TASK BRIEF
Begin at the line containing "[locate] wrist (one" in the entries below and end at the line containing "[locate] leafy green"; transcribe that range exactly and nothing outside it.

ENTRIES SUPPLIED
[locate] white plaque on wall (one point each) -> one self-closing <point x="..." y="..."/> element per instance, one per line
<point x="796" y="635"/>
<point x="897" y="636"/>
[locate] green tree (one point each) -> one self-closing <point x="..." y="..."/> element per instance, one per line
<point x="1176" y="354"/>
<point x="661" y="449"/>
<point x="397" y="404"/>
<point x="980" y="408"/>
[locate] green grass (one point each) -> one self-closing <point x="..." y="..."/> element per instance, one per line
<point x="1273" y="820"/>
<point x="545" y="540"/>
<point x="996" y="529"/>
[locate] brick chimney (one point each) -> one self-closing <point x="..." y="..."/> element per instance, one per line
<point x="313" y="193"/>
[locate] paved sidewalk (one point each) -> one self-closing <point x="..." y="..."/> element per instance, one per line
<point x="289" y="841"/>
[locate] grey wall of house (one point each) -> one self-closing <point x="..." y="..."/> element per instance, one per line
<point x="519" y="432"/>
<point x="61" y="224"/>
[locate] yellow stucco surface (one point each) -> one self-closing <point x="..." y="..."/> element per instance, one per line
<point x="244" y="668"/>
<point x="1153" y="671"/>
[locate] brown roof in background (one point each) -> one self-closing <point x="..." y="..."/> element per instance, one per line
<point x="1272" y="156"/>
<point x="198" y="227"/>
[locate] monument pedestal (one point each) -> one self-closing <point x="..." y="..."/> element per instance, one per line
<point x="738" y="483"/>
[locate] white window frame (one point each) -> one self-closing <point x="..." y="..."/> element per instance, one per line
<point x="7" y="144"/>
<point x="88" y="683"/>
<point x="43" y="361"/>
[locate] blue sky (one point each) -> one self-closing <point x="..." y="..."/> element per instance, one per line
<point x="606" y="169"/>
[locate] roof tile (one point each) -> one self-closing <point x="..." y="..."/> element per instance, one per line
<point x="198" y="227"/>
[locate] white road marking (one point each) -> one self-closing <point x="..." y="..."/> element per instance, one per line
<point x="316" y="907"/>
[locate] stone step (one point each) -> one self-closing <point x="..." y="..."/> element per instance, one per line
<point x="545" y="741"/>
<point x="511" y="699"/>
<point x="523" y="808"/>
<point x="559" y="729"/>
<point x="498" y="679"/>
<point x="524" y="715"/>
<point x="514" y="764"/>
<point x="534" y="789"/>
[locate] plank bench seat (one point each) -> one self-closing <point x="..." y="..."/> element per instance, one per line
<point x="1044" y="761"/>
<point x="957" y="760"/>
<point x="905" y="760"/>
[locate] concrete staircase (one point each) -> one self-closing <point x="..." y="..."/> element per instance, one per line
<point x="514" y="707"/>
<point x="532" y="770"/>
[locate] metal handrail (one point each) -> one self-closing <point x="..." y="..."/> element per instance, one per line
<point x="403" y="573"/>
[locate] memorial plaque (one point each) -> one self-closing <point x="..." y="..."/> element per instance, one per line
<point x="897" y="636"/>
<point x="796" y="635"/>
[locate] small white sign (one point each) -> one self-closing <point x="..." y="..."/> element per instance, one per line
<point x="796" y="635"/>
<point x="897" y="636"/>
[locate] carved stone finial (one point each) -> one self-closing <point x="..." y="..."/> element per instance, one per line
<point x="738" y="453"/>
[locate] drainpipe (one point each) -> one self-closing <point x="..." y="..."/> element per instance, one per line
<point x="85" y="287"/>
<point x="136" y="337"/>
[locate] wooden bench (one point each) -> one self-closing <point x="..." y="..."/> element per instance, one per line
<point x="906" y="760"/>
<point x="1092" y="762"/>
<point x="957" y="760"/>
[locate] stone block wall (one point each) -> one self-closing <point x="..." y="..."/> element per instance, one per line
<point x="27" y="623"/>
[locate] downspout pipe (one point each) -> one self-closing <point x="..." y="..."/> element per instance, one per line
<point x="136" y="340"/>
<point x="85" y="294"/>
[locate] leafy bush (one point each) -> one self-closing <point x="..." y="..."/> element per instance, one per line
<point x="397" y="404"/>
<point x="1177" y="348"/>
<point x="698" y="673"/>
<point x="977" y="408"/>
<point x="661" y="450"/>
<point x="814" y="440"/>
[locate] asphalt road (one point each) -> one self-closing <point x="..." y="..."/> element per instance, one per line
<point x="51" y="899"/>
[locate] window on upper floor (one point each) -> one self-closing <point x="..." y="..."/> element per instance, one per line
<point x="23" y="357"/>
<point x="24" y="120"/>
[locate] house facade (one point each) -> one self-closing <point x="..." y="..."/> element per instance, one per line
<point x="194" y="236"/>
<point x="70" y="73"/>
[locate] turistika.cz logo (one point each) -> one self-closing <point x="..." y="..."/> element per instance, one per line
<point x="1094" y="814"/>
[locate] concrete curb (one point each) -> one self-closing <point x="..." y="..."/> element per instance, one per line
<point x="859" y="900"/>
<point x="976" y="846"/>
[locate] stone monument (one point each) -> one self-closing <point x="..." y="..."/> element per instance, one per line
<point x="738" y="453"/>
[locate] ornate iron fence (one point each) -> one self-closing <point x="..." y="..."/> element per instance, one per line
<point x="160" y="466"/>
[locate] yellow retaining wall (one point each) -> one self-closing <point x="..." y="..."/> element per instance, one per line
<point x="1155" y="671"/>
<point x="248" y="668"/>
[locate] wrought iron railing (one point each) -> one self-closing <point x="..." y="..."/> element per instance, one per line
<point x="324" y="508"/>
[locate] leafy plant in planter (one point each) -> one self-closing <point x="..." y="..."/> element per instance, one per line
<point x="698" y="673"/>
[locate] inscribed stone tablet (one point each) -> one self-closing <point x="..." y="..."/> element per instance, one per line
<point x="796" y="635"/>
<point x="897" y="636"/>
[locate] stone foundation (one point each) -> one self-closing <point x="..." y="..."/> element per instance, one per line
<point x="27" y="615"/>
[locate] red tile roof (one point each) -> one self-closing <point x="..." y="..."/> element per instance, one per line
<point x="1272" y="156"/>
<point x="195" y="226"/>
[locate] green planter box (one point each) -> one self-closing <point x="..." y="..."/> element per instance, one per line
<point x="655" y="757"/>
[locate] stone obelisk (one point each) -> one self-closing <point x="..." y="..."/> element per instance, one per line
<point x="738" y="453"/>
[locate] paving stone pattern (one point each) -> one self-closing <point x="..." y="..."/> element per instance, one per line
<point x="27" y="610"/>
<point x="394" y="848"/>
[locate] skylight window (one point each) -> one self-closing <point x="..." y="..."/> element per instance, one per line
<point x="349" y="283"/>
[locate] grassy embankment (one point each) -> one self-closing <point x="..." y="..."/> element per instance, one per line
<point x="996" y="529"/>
--
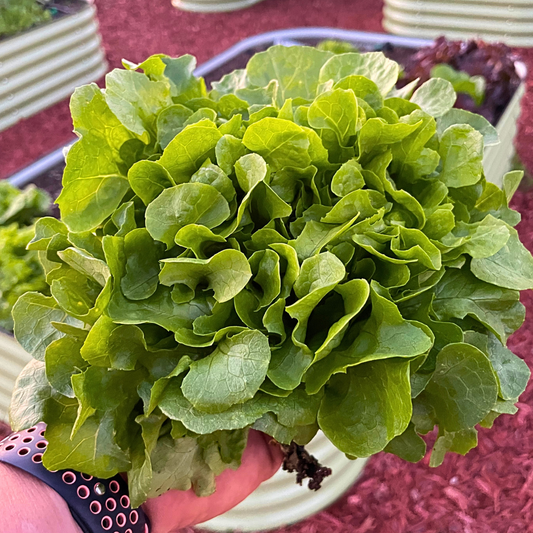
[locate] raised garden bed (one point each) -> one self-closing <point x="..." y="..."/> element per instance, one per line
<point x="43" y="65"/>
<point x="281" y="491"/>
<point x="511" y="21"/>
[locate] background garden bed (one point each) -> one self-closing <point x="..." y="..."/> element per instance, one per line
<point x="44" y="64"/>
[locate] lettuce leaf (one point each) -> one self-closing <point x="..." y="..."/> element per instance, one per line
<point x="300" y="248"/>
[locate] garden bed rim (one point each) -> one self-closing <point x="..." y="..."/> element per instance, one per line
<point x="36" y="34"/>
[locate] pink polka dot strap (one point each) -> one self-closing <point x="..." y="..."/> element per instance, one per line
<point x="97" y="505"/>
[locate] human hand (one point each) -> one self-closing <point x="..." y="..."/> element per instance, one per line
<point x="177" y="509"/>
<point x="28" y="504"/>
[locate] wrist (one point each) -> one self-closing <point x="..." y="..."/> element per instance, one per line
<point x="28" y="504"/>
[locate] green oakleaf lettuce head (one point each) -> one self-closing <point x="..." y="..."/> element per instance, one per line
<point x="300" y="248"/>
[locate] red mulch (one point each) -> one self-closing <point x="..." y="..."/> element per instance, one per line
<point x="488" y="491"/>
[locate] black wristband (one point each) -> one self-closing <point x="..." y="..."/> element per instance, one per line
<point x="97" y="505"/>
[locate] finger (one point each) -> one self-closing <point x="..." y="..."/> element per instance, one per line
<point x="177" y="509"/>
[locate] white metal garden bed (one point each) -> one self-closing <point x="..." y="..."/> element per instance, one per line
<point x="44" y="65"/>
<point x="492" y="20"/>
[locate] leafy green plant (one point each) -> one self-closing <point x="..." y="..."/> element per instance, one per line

RESULT OF THIS TASK
[locate] wrist (one point each) -> one self-closing <point x="..." y="..."/> element per instance, one per line
<point x="28" y="504"/>
[locate] green oakleaf lettuce head (one point each) -> one self-closing <point x="..." y="..."/> element per instance, one per line
<point x="300" y="248"/>
[locate] red mulch (one point each) -> one self-closing <point x="..." y="..."/> element per instance, one per line
<point x="488" y="491"/>
[locate] black wristband (one point each) -> one self-closing <point x="..." y="..."/> element per instance, one per line
<point x="97" y="505"/>
[locate] finger (one point each) -> one self-closing <point x="..." y="..."/> element per instance, one per line
<point x="177" y="509"/>
[locate] white metal garden bed (one point each) -> one self-closing <point x="..." y="..."/> element per instance, one per line
<point x="44" y="65"/>
<point x="492" y="20"/>
[locate] leafy green plant (one point each) -> one self-closing <point x="..." y="..."/> element per instance, one per line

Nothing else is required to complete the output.